- Opening Delimiter -

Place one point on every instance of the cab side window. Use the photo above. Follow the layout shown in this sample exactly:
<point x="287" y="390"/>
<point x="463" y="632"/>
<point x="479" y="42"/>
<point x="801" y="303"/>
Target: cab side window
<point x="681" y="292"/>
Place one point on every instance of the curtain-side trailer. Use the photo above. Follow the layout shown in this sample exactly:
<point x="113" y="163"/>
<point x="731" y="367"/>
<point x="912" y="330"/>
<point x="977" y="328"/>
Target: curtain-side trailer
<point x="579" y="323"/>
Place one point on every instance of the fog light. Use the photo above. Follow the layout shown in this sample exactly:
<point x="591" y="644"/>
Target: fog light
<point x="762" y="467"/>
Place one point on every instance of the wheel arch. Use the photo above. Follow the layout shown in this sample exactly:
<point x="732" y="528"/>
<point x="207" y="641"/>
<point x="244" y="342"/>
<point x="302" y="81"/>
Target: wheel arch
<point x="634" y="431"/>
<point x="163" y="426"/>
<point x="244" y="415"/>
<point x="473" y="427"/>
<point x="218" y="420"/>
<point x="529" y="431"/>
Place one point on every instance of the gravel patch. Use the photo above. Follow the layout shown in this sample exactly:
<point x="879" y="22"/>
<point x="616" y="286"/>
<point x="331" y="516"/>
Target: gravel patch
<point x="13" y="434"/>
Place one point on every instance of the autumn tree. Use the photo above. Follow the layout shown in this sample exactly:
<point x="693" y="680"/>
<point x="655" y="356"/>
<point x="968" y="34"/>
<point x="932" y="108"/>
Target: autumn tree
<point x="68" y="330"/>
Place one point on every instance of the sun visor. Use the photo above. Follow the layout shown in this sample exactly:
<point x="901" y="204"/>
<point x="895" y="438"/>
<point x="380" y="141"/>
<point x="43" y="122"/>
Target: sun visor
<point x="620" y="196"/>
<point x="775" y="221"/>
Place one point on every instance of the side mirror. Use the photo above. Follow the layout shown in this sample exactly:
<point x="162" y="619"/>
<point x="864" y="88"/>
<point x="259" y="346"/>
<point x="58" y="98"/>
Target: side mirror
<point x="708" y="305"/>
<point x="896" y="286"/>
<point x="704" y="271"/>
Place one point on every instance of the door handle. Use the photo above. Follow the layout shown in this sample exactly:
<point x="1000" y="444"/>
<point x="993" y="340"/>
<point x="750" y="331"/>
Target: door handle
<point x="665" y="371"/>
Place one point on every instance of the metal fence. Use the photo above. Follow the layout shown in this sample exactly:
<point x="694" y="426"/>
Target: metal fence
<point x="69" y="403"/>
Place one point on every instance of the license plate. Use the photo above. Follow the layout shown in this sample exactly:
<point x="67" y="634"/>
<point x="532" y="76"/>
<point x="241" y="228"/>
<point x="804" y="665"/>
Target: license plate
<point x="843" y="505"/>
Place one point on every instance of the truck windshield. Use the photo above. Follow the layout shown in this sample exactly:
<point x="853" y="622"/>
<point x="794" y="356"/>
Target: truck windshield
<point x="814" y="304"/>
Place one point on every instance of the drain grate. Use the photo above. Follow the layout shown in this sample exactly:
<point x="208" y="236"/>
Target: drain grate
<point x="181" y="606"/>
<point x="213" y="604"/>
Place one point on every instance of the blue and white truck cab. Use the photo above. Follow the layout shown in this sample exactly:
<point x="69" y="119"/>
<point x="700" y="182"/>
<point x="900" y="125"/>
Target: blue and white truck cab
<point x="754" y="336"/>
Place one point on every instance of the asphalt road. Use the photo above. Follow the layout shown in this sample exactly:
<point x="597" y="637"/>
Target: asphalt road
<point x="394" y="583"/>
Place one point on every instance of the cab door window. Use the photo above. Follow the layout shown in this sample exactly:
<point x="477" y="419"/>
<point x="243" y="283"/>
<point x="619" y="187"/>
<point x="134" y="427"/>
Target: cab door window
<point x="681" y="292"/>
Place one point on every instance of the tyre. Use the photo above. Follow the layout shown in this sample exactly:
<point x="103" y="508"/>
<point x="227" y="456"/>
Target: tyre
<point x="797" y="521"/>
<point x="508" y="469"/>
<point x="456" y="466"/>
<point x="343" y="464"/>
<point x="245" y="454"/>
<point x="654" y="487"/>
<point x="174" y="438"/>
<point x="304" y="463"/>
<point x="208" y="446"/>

- Closing Delimiter -

[AIM OF THE TASK]: Every record in the listing above is to be copied exactly.

[ANSWER FOR THE TASK]:
Place one point on every instance of the cab side window. Use the photo above. Follow the layout shown in this sample exactly:
<point x="287" y="390"/>
<point x="463" y="632"/>
<point x="479" y="42"/>
<point x="801" y="303"/>
Target: cab side window
<point x="681" y="292"/>
Place one point on every instance of the curtain-side trailer. Use the photo above. Follow the layout shown in this sample exactly:
<point x="113" y="163"/>
<point x="731" y="367"/>
<point x="912" y="330"/>
<point x="977" y="328"/>
Target: curtain-side trailer
<point x="579" y="323"/>
Place one point on every instance of the fog light. Use the photo above. Follow the layout shown in this sample exactly:
<point x="591" y="644"/>
Target: fog light
<point x="762" y="467"/>
Place one point on every instance of the wheel arch. Use the photo above. Follow the layout shown in this sample exactly:
<point x="732" y="528"/>
<point x="207" y="641"/>
<point x="244" y="342"/>
<point x="302" y="81"/>
Target: wheel arch
<point x="634" y="431"/>
<point x="163" y="426"/>
<point x="244" y="415"/>
<point x="473" y="427"/>
<point x="218" y="420"/>
<point x="529" y="431"/>
Place one point on every instance of the gravel patch. Use the photo above. Follow the layout shown in this sample exactly:
<point x="879" y="22"/>
<point x="616" y="286"/>
<point x="331" y="516"/>
Target: gravel patch
<point x="13" y="434"/>
Place one point on every instance of the autumn tree. Use the photo above. Follow the layout shown in this sample exactly:
<point x="693" y="680"/>
<point x="655" y="356"/>
<point x="968" y="34"/>
<point x="932" y="108"/>
Target: autumn tree
<point x="68" y="330"/>
Place one point on every instance of the sun visor. Use the photo above. Follow the layout shown in this sample exactly:
<point x="901" y="204"/>
<point x="895" y="438"/>
<point x="380" y="141"/>
<point x="43" y="122"/>
Target: sun visor
<point x="620" y="196"/>
<point x="775" y="221"/>
Place one point on every instance of the side mirror. Use the photo above. Follow the layout shown in this sample exactly:
<point x="162" y="619"/>
<point x="864" y="88"/>
<point x="259" y="346"/>
<point x="58" y="98"/>
Target: side mirror
<point x="708" y="305"/>
<point x="896" y="286"/>
<point x="704" y="271"/>
Place one point on every instance of the door handle. Use the photo above. Follow the layout shown in this sample exactly:
<point x="1000" y="444"/>
<point x="993" y="340"/>
<point x="750" y="331"/>
Target: door handle
<point x="665" y="371"/>
Place one point on every instance of the metal fence. Use the photo above. Follow the layout shown in this sample exactly:
<point x="694" y="426"/>
Target: metal fence
<point x="69" y="403"/>
Place one point on every instance of the license plate. Use the photo above. Follow the layout shown in this sample exactly:
<point x="67" y="634"/>
<point x="532" y="76"/>
<point x="241" y="228"/>
<point x="804" y="665"/>
Target: license plate
<point x="843" y="505"/>
Place one point on every instance of the truck windshield. Use the photo above. Follow the layout shown in this sample exactly:
<point x="853" y="622"/>
<point x="794" y="356"/>
Target: truck windshield
<point x="814" y="304"/>
Place one point on every instance of the drain grate. Use the photo above. Follow the layout shown in this sample exactly:
<point x="208" y="236"/>
Target: drain grate
<point x="181" y="606"/>
<point x="213" y="604"/>
Place one point on every instance of the blue and white truck cab. Use the photo above. Follow the layout shown in this sample exactly:
<point x="69" y="119"/>
<point x="700" y="182"/>
<point x="900" y="125"/>
Target: blue and white truck cab
<point x="754" y="336"/>
Place one point on every instance of the asphalt road. Use the photo above. Follow the layout shown in this sample exactly:
<point x="597" y="637"/>
Target: asphalt road
<point x="394" y="583"/>
Place one point on every instance of the cab door window. Use the photo above. Follow the layout shown in this sample exactly:
<point x="477" y="419"/>
<point x="243" y="283"/>
<point x="619" y="187"/>
<point x="134" y="427"/>
Target: cab door window
<point x="681" y="292"/>
Place one point on every instance of the tyre. Use the photo above. Follow the layout shown in this sample exactly:
<point x="103" y="508"/>
<point x="227" y="456"/>
Target: tyre
<point x="797" y="521"/>
<point x="508" y="469"/>
<point x="456" y="466"/>
<point x="343" y="464"/>
<point x="245" y="454"/>
<point x="654" y="487"/>
<point x="174" y="438"/>
<point x="304" y="463"/>
<point x="208" y="446"/>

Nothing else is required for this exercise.